### Work required
Please answer from the article about DuPage County's legislative wish list: how many local government units does Illinois have?

### Exercise passage
================================

DuPage panel outlines its legislative wish list
By Susan Frick Carlman email@example.com January 15, 2013 2:54PM
Updated: February 17, 2013 6:12AM
Marching orders are on their way from DuPage County to Springfield.
Meeting for the first time in five months, a reorganized legislative committee of County Board members found consensus Tuesday morning on the lawmaking they hope to see their General Assembly counterparts accomplish this year.
Topping the list is government consolidation, reflecting an effort already under way at the board level. County officials have begun streamlining local governmental agencies, noting that Illinois leads the nation in its inventory of local government units, with nearly 7,000 in all.
A board-ordered outside assessment of its two dozen appointed taxing bodies concluded last year that efficiencies would be achieved through adherence to best practices and model standards.
“In just six months’ time, over $1 million in savings has been realized through shared services, the elimination of positions, and the adoption of county financial and procurement policies,” governmental affairs manager Sheryl Markay wrote in a memo prepared for this week’s committee meeting.
The county also wants legislators to look elsewhere for revenue, rather than siphoning from local governments’ portion of income tax receipts to help cover the state’s expenses.
Continuation of an elevated Medicaid reimbursement rate for the DuPage Convalescent Center is near the top of the legislative priorities list as well. The enhanced level of payments, enacted after three years of discussions between DuPage County officials and the Illinois Department of Healthcare and Family Services, translates to some $2.6 million at stake annually for the county.

================================

### Data to examine
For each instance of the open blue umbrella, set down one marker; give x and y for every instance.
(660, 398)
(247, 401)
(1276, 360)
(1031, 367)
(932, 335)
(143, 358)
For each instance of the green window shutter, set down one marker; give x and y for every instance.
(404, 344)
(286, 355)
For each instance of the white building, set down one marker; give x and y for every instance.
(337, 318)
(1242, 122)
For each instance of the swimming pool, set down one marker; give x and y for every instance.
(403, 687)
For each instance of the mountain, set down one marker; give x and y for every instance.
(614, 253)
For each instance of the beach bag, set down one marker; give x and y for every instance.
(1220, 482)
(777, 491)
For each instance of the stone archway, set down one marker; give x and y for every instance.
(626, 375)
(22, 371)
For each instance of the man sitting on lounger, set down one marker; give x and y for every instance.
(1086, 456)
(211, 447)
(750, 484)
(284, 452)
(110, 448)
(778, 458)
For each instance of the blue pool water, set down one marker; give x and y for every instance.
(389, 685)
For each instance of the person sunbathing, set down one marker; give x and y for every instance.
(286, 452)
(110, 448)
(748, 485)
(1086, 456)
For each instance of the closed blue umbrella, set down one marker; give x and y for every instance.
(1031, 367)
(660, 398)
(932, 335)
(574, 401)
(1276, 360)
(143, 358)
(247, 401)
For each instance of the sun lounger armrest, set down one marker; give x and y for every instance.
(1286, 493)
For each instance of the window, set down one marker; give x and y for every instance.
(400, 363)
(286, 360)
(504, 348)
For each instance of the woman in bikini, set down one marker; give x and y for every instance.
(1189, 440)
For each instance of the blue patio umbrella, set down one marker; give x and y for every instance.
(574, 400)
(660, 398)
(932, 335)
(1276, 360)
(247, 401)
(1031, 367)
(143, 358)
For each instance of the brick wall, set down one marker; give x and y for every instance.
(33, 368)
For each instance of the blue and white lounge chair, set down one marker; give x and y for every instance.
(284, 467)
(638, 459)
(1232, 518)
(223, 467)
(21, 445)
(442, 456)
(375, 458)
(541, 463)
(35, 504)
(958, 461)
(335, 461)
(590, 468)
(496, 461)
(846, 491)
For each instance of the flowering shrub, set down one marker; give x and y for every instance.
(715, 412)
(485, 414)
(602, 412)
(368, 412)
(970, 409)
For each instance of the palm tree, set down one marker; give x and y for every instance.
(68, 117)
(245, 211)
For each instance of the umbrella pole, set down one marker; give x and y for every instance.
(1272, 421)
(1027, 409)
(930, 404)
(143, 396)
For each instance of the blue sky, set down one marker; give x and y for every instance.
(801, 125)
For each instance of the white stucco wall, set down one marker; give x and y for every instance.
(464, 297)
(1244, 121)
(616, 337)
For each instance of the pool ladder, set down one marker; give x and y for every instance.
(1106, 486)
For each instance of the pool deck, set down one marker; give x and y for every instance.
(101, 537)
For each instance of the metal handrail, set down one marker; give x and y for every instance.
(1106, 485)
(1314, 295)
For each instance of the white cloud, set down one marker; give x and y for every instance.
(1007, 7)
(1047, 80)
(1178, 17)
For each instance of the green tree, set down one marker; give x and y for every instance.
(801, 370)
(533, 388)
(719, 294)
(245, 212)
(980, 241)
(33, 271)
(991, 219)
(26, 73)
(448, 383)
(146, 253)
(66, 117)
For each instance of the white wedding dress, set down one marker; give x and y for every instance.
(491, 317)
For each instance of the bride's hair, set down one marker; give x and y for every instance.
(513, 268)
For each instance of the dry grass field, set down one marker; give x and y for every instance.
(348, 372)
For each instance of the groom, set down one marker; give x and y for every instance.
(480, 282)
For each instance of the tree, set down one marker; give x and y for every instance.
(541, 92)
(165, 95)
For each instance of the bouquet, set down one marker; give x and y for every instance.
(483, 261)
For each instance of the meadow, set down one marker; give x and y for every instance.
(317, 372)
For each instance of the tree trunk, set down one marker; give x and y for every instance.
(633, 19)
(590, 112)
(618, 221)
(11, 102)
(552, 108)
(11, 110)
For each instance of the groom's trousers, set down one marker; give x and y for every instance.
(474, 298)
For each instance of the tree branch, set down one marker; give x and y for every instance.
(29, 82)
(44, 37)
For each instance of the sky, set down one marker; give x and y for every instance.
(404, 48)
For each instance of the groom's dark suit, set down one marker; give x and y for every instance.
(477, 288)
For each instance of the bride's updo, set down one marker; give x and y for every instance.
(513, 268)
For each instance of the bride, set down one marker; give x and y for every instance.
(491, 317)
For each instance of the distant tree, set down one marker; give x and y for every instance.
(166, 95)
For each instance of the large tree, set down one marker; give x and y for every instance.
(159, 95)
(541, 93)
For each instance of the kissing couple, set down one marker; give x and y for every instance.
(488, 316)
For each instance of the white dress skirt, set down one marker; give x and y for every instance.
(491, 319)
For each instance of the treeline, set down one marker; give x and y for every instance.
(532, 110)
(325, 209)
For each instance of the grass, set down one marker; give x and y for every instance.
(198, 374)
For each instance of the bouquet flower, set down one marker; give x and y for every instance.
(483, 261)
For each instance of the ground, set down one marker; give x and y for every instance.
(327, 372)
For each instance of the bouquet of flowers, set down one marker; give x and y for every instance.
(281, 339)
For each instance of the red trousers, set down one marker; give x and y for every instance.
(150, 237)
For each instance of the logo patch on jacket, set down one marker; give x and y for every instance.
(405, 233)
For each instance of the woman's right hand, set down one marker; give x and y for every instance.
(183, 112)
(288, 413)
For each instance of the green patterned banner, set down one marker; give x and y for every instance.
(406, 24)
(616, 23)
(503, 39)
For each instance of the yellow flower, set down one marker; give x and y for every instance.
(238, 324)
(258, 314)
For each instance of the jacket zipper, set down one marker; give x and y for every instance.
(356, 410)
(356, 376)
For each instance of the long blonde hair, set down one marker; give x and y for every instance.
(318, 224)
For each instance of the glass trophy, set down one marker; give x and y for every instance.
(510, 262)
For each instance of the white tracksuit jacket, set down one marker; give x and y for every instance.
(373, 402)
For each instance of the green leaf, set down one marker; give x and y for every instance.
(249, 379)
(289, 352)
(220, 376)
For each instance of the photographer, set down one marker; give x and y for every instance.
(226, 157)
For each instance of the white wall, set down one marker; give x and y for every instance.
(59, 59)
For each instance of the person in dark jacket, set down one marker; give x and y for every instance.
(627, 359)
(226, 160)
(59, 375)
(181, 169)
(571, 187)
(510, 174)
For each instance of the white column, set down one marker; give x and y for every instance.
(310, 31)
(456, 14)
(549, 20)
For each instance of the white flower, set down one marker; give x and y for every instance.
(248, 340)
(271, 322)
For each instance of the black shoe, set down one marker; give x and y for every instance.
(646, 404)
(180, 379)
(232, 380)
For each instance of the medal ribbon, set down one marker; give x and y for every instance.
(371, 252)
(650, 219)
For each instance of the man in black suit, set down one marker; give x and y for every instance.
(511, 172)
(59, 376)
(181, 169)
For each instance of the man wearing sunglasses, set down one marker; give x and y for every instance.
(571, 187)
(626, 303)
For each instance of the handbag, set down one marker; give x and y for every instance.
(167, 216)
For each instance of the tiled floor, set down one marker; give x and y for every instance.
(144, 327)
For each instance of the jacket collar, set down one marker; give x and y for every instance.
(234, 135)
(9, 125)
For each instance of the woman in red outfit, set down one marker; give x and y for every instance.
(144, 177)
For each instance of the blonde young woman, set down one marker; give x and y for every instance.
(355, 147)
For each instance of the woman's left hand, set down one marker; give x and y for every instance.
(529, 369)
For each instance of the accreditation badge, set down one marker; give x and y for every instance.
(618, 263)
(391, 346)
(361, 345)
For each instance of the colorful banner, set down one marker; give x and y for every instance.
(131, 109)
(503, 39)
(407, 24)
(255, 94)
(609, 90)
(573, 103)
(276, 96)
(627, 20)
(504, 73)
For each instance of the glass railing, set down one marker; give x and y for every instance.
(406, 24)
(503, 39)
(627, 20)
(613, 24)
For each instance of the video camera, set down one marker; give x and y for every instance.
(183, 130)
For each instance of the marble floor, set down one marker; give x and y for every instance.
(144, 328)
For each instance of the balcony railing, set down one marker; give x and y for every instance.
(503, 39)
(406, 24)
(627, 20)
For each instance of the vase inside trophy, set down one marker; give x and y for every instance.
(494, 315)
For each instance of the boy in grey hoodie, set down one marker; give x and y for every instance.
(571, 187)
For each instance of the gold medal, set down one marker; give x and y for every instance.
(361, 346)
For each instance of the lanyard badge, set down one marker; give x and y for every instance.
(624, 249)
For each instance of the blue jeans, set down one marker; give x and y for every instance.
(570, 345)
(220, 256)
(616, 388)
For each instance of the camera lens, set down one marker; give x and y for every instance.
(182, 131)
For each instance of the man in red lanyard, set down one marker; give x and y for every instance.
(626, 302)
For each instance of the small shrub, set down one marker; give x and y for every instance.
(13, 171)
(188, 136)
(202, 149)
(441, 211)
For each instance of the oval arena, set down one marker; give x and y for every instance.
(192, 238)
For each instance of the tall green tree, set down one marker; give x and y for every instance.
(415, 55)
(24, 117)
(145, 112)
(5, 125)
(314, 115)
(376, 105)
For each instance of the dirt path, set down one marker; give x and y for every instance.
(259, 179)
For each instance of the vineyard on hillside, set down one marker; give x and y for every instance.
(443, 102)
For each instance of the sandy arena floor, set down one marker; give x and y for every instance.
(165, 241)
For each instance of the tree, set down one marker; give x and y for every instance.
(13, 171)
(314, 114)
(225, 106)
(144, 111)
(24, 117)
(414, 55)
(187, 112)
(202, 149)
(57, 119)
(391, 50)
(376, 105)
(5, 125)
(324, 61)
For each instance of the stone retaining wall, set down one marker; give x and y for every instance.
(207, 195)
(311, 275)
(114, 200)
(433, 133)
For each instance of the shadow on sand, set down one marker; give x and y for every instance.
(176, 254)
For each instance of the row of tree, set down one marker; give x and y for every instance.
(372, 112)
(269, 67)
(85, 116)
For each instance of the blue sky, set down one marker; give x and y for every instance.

================================

### The completed task
Nearly 7,000.